Delivering the keynote lecture, Neurotoxicologist and Integrative Medicine expert, Dr. John Tor-Agbidye, hammered home the importance of evidence-based systems.
“Traditional medicine is what 70 per cent of Nigerians rely on. It has a rich cultural heritage. But the challenges remain under-documentation, weak regulation, poor training and safety concerns,” he noted.
He urged lawmakers to hasten the passage of the Traditional Medicine Council Bill, calling it the missing legal framework that would ensure uniform standards, regulate safety, and expand research.
“Without a regulatory council, training and documentation will remain uncoordinated,” he warned.
Dr. Tor-Agbidye also applauded steps already taken by the Federal Ministry of Health and its agencies, including the publication of a national Herbal Pharmacopoeia and a Nigerian Medicinal Plant List.
These, he said, provide a scientific basis for practitioners and researchers to work with. Universities such as Benin, Jos, Lagos, and Obafemi Awolowo also run herbal medicine programmes, building bridges between indigenous wisdom and modern science.
Lessons
The keynote speaker reminded participants that while China and India train Nigerian practitioners, Nigeria must not outsource its future. Instead, he advocated a robust national training programme, with stronger backing from the WHO and the West African Health Organisation (WAHO).

Dataset items
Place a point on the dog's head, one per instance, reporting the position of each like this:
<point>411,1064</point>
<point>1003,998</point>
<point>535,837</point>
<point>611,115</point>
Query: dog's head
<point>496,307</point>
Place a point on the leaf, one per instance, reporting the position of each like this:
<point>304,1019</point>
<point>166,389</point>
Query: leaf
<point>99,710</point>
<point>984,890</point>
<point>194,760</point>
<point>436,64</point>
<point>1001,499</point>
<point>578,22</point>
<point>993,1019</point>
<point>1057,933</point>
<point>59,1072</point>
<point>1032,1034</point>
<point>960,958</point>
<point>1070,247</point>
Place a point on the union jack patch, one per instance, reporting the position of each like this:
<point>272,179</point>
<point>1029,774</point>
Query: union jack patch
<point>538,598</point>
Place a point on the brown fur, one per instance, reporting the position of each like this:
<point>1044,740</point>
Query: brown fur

[PROBLEMS AND TASKS]
a – Repeat the part of the traditional medicine report between "Dr. Tor-Agbidye also" and "Medicinal Plant List.", inclusive.
b – Carry on the traditional medicine report from the point where it stops.
The material above comes from a separate source.

[ANSWERS IN ORDER]
a –
Dr. Tor-Agbidye also applauded steps already taken by the Federal Ministry of Health and its agencies, including the publication of a national Herbal Pharmacopoeia and a Nigerian Medicinal Plant List.

b –
“You cannot do research without good funding,” he said, challenging Nigerian scientists to pursue global grants. “Training and documentation will safeguard patients, preserve cultural heritage, and encourage drug discovery.”
He also highlighted the need to break stigma. Many Nigerians—including high-profile individuals—consult traditional healers quietly, fearing ridicule. Documentation, he said, could still work under confidentiality while protecting patients’ safety.
Integration: The bigger vision, both speakers agreed, is integration. Already, universities and research institutes are working with agencies like NNMDA, National Institute for Pharmaceutical Research and Development (NIPRD), and National Agency for Food and Drug Administration and Control (NAFDAC) to validate herbal remedies and set safety standards. Regulation ensures that no herbal product is listed without tests for safety and efficacy, with dosage standards now being developed.
For Nigeria’s healthcare system, integration means traditional and orthodox practitioners can complement each other, with patient outcomes at the centre. As Dr. Tor-Agbidye explained, “What we have now is complementary medicine. Our goal is always the patient’s clinical outcome.”
Hope and caution: Participants raised questions about safety, dosage, and stigma, to which experts responded with both realism and optimism. While acknowledging risks from unregulated products, speakers pointed to regulation as a safeguard.
Others urged synergy among universities, research institutions, and the government to turn research into real products that benefit households.
Dr. Tor-Agbidye concluded on a hopeful note: “This is not a situation where nothing is being done. A lot is being done.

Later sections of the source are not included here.